In this embodiment, the display panel includes a display driving circuit and a display light-emitting unit 200. The display driving circuit includes a first transistor 110, a data writing unit 120, a storage unit 130, and an inductor 140. The first transistor 110 is a driving transistor. The first end of the first transistor 110 is directly or indirectly connected to the first power supply 303, and the second end of the first transistor 110 is directly or indirectly connected to the second power supply 304. The control end of the first transistor 110 is connected to the first node A. The display light-emitting unit 200 is connected in series with the first transistor 110 between the first power supply 303 and the second power supply 304. The data writing unit 120 writes the signal of the data line 302 to the first node A in response to the signal of the scan line 301. The storage unit 130 is connected to the first power supply 303 and the first node A. The inductor 140 is connected in series with the display light-emitting unit 200 between the first power supply 303 and the second power supply 304. Since the inductor 140 is connected in series with the display light-emitting unit 200, when the display light-emitting unit 200 emits light, the current flowing through the display light-emitting unit 200 cannot change suddenly, which solves the problem of uneven brightness change of the display light-emitting unit 200.

Referring to FIG. 1, the first end of the first transistor 110 is connected to the first power supply 303 sequentially through a second node B and the display light-emitting unit 200. The inductor 140 is connected between the first power supply 303 and the second node B.

______

Task list:
A - According to the display circuit description, what does the data writing unit 120 write to the first node A, and in response to which signal?
B - Extend the display circuit description past its final sentence with a further paragraph in the same style.

Data supplied:
______

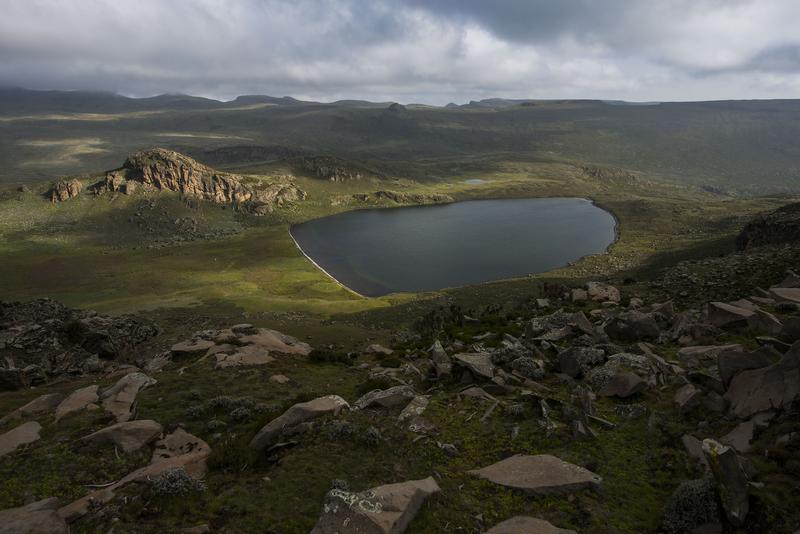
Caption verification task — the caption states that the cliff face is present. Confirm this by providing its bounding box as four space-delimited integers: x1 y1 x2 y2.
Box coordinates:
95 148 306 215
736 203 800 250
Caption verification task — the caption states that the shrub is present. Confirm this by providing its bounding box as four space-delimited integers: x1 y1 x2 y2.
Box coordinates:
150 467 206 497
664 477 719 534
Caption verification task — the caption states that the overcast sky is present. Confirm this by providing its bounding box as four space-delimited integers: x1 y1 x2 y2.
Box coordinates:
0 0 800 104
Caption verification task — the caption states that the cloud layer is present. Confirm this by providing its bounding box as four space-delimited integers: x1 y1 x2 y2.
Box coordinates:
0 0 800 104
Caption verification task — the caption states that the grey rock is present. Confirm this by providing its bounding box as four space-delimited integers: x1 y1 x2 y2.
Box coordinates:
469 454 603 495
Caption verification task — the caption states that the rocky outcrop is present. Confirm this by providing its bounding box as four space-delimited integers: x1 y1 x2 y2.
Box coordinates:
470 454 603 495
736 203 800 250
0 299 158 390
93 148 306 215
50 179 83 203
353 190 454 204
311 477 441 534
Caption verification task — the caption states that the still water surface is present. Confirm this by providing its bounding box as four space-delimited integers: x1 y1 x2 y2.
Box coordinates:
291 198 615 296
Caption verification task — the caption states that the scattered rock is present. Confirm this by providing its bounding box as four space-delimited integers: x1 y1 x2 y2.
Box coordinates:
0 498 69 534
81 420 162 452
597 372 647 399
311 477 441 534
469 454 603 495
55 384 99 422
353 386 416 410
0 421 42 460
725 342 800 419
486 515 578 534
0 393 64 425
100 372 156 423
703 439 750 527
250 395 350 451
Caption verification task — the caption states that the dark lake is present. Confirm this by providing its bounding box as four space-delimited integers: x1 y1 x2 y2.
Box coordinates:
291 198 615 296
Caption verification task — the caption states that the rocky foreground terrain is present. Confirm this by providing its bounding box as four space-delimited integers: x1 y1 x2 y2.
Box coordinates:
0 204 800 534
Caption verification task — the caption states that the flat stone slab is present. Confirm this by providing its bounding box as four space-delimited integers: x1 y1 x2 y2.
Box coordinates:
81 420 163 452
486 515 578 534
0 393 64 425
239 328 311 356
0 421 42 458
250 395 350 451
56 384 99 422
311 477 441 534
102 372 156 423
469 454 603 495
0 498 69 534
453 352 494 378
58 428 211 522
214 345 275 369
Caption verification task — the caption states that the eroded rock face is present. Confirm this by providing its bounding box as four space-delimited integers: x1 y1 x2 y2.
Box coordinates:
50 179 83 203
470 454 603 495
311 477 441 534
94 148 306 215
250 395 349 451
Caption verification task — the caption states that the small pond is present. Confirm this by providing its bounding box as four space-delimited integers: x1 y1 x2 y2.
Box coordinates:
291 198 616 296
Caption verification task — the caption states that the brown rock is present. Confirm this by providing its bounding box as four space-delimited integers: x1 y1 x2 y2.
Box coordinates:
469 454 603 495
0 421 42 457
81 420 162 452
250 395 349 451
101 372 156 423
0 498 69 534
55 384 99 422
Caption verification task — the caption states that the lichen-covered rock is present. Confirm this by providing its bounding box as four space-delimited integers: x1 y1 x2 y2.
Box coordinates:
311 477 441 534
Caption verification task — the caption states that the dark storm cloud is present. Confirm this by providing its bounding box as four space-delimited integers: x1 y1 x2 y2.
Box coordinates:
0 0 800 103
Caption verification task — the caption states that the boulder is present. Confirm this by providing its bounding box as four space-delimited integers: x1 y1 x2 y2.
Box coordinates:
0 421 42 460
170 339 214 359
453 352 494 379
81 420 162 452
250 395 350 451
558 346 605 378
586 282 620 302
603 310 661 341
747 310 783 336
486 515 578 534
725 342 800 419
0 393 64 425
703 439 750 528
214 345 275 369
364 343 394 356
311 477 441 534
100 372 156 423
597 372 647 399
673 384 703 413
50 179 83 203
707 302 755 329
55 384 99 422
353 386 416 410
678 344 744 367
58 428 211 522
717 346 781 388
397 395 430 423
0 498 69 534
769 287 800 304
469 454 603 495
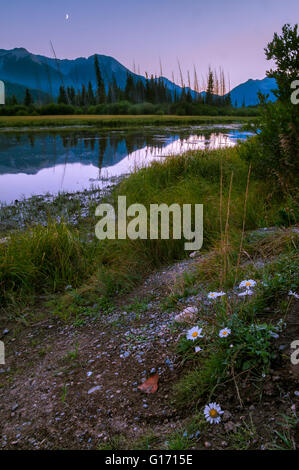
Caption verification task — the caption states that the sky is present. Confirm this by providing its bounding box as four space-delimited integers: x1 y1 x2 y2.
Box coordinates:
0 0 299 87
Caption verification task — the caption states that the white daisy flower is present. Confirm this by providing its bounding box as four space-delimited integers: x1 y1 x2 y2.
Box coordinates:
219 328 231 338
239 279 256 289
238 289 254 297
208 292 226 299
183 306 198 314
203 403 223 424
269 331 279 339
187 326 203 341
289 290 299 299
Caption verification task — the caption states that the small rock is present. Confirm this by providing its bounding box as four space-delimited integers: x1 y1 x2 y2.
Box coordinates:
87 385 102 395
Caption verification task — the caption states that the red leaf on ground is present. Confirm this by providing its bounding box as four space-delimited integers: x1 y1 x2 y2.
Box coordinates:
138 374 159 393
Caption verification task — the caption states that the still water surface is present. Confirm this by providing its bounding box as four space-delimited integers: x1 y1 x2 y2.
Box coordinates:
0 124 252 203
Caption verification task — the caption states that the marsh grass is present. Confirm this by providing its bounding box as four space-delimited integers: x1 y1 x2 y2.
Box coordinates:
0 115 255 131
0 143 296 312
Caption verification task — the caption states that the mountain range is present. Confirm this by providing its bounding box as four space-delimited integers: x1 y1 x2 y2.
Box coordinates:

______

Expected answers:
A - It writes the signal of the data line 302 to the first node A in response to the signal of the scan line 301.

B -
The display light-emitting unit 200 and the inductor 140 are connected between the first power supply 303 and the second node B, which can prevent the induced current of the inductor 140 from flowing directly to the second power supply 304 when the light-emitting stage ends.

Referring to FIG. 1, the inductor 140 is connected between the second node B and the display light-emitting unit 200. It should be noted that the inductor 140 can be connected between the second node B and the display light-emitting unit 200, but it is not limited to this. The inductor 140 can be connected between the first power supply 303 and the display light-emitting unit 200, depending on the specific situation.

The inductor 140 connects the second node B with the display light-emitting unit 200, which can prevent the inductor 140 from supplying power to light up the display light-emitting unit 200 when the power is cut off.

Referring to FIG. 1, the display driving circuit further includes a light-emitting control unit 150. The light-emitting control unit 150 is connected to the first power supply 303, the second node B, and a light-emitting control line. The light-emitting control unit 150 writes the voltage of the first power supply 303 to the second node B in response to the signal of the light-emitting control line.

At the end of the light-emitting stage, the light-emitting control unit 150 writes the voltage of the first power supply 303 to the second node B in response to the signal of the light-emitting control line, making the voltages at the display light-emitting unit 200 and the inductor 140 equal, to control the display light-emitting unit 200 to stop emitting light.

Referring to FIG. 1, the data writing unit 120 includes a second transistor 121. The first end of the second transistor 121 is connected to the data line 302, the second end of the second transistor 121 is connected to the first node A, and the control end of the second transistor 121 is connected to the scan line 301.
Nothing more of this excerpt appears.